» **Excerpt to read**
Electrochemical modules or devices such as batteries, capacitors and the like are well known in the art. Conventionally, such electrochemical modules are housed in an enclosure. Such enclosures commonly function to substantially isolate the electrochemical module from a surrounding environment, both to maintain the integrity of the electrochemical module and to prevent the materials of the electrochemical module from interacting with environmental materials.
One type of electrochemical module contained within an enclosure is a so-called button cell battery. Button cell batteries conventionally incorporate metallic housing portions which contact the battery contained within. As a result of the contact, each housing portion functions as an electrical contact for the battery, with one housing portion functioning as an anode contact and the other housing portion a cathode contact. A user of the button cell battery may insert the battery into a circuit such that positive and negative terminals of the circuit contact the appropriate housing portion. Consequently, utilizing a metal housing provides both protection against environmental conditions and convenient electrical contacts.
Button cell batteries, and other batteries constructed along similar lines, may further take advantage of the metallic housing to create relatively tight friction contacts between the housing portions. The housing portions may be positioned with respect to one another and then struck to create a friction fit between the two housing portions. Such friction fits have traditionally provided effective sealing against environmental interaction. Because of the general effectiveness of such metallic housings, button cell batteries and devices with similar enclosures have relied upon the friction fit between the two housing portions without the need to look to reinforcement.

» **Tasks to complete**
[1] Translate this sentence from the passage on battery enclosures into Spanish: "Conventionally, such electrochemical modules are housed in an enclosure."
[2] In the passage on battery enclosures, what does each metallic housing portion of a button cell battery function as?
The material after this point is separate from the passage on battery enclosures.

» **Information supplied**
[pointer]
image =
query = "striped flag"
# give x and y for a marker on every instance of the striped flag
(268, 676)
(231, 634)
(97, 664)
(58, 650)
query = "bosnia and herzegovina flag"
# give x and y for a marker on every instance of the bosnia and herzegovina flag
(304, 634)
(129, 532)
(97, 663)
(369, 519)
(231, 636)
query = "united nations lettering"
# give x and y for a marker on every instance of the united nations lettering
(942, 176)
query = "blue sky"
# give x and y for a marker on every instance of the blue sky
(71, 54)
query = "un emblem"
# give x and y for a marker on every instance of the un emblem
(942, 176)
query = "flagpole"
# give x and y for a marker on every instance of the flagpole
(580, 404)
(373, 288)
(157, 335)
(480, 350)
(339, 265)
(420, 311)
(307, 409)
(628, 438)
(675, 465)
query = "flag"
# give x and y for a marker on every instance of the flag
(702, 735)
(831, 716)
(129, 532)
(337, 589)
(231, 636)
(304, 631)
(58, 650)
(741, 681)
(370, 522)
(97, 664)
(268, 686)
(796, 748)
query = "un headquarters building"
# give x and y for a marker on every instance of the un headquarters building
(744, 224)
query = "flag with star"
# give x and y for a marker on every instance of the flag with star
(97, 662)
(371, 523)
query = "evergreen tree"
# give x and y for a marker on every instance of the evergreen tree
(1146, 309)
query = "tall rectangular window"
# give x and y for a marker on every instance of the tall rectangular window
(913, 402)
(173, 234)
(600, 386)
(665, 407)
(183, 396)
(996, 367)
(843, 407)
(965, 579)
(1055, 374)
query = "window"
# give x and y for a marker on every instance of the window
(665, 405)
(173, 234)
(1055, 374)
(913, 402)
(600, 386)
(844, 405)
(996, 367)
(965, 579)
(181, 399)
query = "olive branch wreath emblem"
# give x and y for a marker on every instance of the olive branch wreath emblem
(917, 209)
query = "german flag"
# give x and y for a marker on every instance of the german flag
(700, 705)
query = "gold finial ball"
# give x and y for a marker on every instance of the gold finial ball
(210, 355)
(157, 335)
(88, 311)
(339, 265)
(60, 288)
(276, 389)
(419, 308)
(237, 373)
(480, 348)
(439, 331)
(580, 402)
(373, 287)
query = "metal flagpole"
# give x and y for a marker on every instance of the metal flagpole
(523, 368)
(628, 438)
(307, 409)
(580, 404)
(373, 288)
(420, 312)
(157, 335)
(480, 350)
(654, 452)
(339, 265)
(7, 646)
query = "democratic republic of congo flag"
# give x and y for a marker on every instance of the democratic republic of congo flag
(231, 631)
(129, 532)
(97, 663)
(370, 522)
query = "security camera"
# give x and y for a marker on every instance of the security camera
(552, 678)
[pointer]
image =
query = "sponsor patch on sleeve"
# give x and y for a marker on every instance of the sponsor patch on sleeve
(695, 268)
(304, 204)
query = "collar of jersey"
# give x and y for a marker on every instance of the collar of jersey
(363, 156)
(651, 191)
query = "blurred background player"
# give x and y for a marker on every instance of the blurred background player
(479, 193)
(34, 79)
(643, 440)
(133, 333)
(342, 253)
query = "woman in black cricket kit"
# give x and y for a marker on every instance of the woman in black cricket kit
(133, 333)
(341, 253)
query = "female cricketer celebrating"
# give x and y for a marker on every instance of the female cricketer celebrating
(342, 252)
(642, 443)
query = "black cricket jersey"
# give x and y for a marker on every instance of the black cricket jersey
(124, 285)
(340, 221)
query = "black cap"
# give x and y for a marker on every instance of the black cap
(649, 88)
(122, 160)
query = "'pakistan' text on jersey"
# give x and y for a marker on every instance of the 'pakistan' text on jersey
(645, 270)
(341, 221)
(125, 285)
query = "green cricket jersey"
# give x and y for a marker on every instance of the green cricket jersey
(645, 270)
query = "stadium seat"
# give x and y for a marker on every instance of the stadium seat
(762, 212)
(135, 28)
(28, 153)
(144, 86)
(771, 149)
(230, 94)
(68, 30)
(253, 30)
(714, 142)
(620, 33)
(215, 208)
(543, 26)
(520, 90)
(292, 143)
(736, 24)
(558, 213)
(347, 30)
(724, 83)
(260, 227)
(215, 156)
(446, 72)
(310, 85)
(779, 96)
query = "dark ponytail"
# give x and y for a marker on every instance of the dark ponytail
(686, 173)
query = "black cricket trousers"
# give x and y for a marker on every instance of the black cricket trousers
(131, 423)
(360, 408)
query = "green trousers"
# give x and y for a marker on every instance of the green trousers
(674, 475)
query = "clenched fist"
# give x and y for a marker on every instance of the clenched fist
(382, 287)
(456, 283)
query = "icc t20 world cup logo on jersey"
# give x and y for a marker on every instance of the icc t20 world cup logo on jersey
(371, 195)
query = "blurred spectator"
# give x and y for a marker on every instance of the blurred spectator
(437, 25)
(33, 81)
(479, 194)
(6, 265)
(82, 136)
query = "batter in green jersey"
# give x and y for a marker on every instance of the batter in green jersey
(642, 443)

» **Results of the exercise**
[1] Convencionalmente, dichos módulos electroquímicos se alojan en una carcasa.

[2] Each functions as an electrical contact for the battery, one as the anode contact and the other as the cathode contact.